[Data drawn from a collection]
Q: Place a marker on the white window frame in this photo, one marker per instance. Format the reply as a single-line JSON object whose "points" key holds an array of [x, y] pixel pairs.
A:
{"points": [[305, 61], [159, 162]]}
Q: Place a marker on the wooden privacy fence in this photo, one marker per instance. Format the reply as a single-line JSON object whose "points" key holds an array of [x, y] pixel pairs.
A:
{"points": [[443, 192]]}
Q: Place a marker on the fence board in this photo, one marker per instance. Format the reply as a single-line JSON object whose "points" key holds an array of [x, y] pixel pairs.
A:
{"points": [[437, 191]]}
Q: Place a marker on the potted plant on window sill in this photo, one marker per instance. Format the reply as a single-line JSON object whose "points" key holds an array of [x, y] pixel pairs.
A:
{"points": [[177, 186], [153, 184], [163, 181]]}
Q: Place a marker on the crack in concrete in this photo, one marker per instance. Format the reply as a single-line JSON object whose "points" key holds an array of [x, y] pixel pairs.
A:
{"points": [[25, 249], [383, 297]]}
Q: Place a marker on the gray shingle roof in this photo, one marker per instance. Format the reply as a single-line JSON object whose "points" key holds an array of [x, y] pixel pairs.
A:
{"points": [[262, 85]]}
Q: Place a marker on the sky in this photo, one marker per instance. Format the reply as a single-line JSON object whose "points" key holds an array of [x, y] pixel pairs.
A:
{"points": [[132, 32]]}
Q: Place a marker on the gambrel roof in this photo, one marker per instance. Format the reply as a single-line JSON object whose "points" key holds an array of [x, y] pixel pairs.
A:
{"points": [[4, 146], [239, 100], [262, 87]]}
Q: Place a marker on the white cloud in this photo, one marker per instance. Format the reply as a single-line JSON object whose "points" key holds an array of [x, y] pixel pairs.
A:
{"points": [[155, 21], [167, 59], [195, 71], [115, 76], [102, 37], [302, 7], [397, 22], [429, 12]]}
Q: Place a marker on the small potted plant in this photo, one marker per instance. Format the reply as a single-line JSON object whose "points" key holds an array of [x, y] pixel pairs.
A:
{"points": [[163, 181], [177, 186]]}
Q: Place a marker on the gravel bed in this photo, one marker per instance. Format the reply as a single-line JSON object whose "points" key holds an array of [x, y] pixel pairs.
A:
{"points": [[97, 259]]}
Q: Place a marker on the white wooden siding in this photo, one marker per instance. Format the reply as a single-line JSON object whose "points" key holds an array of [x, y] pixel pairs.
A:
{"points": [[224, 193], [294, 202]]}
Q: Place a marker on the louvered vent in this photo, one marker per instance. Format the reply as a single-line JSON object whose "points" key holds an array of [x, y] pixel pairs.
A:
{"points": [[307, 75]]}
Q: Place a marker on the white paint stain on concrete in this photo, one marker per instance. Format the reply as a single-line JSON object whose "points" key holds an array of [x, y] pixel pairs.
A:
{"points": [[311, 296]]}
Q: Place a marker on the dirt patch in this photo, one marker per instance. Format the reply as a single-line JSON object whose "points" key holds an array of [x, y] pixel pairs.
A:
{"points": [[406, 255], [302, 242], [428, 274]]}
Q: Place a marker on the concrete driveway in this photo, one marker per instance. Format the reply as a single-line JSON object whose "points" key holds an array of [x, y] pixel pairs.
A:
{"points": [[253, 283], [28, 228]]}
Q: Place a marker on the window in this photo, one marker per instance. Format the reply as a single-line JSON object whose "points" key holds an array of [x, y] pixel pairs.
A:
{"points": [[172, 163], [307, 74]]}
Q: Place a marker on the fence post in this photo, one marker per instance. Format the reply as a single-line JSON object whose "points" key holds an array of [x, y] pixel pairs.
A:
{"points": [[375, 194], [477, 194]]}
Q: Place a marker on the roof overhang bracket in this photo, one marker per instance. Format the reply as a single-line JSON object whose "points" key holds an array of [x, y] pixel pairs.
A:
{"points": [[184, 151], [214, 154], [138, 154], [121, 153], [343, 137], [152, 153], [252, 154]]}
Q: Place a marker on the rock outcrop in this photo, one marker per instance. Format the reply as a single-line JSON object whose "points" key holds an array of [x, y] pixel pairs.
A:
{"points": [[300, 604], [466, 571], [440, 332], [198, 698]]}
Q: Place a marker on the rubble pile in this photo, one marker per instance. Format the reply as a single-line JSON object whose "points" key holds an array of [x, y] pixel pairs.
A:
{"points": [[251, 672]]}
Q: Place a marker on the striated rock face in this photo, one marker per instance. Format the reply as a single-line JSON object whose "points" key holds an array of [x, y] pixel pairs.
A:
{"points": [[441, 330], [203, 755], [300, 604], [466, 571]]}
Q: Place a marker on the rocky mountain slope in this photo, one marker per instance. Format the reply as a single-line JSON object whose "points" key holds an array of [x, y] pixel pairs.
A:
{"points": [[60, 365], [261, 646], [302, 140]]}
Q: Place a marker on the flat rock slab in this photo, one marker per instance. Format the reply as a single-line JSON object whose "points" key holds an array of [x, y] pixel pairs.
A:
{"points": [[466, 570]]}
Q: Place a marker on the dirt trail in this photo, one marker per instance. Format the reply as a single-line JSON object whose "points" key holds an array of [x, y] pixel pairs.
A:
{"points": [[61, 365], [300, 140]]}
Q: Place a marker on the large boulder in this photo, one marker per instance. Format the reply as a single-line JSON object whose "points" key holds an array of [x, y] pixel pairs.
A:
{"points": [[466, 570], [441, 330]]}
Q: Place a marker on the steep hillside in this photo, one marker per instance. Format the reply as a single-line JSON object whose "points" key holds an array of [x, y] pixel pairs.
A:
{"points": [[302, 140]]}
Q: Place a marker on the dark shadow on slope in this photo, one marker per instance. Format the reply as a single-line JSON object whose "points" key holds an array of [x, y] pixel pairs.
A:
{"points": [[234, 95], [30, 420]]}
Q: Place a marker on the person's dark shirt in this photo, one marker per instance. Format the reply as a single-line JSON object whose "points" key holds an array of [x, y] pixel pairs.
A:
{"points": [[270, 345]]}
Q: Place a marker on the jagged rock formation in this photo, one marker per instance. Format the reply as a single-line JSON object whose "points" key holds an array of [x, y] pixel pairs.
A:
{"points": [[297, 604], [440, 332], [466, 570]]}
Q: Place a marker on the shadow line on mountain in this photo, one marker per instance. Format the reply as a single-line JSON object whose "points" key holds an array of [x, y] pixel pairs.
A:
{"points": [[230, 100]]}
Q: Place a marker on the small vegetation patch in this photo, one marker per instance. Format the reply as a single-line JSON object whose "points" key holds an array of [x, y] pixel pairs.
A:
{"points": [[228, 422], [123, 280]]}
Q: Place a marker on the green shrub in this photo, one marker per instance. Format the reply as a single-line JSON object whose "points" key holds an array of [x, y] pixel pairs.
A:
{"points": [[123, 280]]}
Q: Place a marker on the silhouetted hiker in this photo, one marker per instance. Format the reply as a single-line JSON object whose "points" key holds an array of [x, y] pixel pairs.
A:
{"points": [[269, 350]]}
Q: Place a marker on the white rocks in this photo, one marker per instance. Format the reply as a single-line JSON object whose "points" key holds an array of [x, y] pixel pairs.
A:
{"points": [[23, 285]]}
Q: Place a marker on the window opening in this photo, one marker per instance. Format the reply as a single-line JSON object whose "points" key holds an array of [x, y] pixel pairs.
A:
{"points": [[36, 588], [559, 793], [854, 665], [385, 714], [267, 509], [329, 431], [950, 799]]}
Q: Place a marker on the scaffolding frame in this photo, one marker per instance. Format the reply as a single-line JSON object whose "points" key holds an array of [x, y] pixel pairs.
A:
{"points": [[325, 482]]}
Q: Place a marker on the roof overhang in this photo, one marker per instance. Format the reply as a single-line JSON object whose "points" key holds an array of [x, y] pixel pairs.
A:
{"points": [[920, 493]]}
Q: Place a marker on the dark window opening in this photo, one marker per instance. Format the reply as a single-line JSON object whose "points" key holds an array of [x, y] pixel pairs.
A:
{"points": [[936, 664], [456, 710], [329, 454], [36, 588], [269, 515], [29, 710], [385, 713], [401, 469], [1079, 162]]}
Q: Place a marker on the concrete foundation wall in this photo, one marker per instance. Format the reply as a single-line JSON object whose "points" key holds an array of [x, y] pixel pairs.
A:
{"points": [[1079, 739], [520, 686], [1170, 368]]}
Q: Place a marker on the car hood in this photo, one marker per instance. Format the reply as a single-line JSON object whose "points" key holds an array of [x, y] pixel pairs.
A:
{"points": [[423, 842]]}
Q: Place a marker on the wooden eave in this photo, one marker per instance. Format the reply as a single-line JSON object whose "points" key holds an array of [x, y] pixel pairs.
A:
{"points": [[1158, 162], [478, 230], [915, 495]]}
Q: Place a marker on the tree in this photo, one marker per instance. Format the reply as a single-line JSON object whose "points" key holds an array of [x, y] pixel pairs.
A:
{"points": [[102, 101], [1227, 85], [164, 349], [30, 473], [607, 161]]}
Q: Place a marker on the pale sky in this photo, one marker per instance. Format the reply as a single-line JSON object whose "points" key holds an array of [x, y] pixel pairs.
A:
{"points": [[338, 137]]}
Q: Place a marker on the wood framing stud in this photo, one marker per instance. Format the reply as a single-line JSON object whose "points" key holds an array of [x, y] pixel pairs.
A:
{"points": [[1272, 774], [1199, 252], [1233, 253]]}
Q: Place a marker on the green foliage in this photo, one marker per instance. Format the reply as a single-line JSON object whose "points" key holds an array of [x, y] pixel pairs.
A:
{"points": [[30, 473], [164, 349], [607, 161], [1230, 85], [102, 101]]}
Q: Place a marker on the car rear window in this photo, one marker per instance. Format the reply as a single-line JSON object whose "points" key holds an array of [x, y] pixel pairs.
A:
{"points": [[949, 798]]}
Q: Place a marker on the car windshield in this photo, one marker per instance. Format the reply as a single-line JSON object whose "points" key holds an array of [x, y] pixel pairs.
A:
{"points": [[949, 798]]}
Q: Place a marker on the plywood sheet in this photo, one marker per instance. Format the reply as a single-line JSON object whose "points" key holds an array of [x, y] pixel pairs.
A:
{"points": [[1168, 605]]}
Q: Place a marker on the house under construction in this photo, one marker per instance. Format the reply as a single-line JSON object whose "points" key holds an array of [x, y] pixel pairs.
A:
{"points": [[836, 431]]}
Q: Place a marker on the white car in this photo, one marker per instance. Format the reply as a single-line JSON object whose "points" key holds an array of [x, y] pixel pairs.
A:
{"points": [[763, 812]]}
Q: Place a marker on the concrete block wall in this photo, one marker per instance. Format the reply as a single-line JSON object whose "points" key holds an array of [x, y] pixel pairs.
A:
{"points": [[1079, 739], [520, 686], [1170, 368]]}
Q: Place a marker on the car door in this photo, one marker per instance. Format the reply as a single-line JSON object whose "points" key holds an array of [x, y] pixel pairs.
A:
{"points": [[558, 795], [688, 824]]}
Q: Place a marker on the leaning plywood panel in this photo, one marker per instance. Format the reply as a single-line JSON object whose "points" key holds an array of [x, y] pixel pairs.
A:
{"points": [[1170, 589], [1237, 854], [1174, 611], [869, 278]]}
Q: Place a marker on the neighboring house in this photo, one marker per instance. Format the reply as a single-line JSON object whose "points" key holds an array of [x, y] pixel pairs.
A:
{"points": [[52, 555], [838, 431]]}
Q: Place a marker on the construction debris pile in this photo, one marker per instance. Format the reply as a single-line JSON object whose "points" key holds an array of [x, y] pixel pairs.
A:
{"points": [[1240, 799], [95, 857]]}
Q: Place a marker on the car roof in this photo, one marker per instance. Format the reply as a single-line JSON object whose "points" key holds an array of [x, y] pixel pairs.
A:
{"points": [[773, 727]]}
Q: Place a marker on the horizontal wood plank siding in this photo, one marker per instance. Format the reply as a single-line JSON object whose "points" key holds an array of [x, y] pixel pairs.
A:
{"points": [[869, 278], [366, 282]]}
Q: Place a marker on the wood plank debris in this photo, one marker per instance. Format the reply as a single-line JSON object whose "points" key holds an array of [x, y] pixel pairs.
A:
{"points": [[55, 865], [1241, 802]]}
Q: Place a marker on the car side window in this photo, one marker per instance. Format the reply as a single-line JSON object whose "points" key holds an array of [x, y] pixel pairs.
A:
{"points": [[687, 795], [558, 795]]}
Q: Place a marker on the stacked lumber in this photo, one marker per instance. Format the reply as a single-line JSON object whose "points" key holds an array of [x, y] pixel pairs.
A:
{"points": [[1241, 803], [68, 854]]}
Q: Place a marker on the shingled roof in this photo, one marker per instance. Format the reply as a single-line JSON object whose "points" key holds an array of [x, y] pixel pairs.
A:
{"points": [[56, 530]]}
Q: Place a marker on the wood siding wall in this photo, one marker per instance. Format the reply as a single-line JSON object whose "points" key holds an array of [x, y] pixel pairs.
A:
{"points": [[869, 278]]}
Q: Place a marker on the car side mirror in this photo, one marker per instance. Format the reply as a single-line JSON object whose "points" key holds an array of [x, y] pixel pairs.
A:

## YOUR INSTRUCTIONS
Rewrite the lines from the one containing "Q: Place a marker on the car side mirror" through the end of the material, both included, changing "car side mirror" to "truck side mirror" and leaving everything else the same.

## EXERCISE ANSWER
Q: Place a marker on the truck side mirror in this photo, one marker per instance. Format the reply as a single-line JSON object whose "points" key holds an array of [x, y] pixel pairs.
A:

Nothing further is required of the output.